** AIM OF THE EXERCISE **
Copy all the data below again, swapping every "amber" for "resin" and leaving everything else as it is.

** SUPPLIED RECORDS **
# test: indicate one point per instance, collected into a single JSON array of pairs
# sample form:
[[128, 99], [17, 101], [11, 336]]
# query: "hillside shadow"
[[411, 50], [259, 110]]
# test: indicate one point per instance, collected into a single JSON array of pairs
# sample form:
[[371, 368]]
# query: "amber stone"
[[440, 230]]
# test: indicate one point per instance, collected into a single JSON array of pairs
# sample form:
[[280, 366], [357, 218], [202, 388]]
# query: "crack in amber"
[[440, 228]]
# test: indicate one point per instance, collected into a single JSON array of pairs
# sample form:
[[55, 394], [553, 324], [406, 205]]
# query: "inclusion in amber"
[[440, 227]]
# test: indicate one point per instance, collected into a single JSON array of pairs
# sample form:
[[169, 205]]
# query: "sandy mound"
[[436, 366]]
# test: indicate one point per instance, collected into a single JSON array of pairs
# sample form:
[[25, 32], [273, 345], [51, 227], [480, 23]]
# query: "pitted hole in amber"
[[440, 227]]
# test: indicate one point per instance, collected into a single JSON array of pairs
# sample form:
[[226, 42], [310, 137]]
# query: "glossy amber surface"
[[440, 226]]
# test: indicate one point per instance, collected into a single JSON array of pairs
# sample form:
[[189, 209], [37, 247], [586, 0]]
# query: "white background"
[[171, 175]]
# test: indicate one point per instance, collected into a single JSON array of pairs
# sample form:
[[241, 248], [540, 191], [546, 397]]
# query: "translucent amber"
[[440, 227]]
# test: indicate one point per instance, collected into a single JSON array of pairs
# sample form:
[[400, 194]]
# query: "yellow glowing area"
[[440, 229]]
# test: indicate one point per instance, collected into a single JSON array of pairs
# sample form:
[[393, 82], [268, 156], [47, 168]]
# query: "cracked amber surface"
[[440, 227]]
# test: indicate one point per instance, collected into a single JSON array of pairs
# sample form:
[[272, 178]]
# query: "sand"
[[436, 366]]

** TASK RESPONSE **
# test: indicate one point per instance, collected into a single JSON array of pairs
# sample form:
[[128, 99], [17, 101], [11, 336]]
# query: "hillside shadow"
[[411, 50], [259, 110]]
# test: indicate one point per instance, collected into a single JSON array of pairs
# sample form:
[[371, 368]]
# query: "resin stone"
[[440, 230]]
# test: indicate one point per instance, collected into a single JSON array of pairs
# sample form:
[[280, 366], [357, 218], [202, 388]]
# query: "crack in resin"
[[440, 228]]
# test: indicate one point per instance, collected into a single JSON array of pairs
# sample form:
[[55, 394], [553, 324], [406, 205]]
# query: "inclusion in resin"
[[440, 227]]
# test: indicate one point per instance, collected into a single JSON array of pairs
# sample form:
[[169, 205]]
# query: "sandy mound"
[[436, 366]]
# test: indicate one point per instance, collected into a single JSON array of pairs
# sample form:
[[25, 32], [273, 345], [51, 227], [480, 23]]
# query: "pitted hole in resin"
[[440, 227]]
# test: indicate one point per instance, collected into a single JSON array of pairs
# sample form:
[[226, 42], [310, 137]]
# query: "glossy resin surface"
[[440, 226]]
# test: indicate one point per instance, collected into a single JSON array of pairs
# sample form:
[[189, 209], [37, 247], [586, 0]]
# query: "white background"
[[171, 175]]
# test: indicate one point per instance, collected into a single JSON array of pairs
# sample form:
[[241, 248], [540, 191], [546, 397]]
# query: "translucent resin"
[[440, 227]]
# test: indicate one point per instance, collected into a single JSON array of pairs
# sample form:
[[400, 194]]
# query: "yellow glowing area"
[[440, 229]]
# test: indicate one point per instance, collected into a single JSON array of pairs
# sample form:
[[393, 82], [268, 156], [47, 168]]
# query: "cracked resin surface"
[[440, 227]]
# test: indicate one point per instance, collected into a single JSON array of pairs
# sample form:
[[272, 178]]
# query: "sand"
[[436, 366]]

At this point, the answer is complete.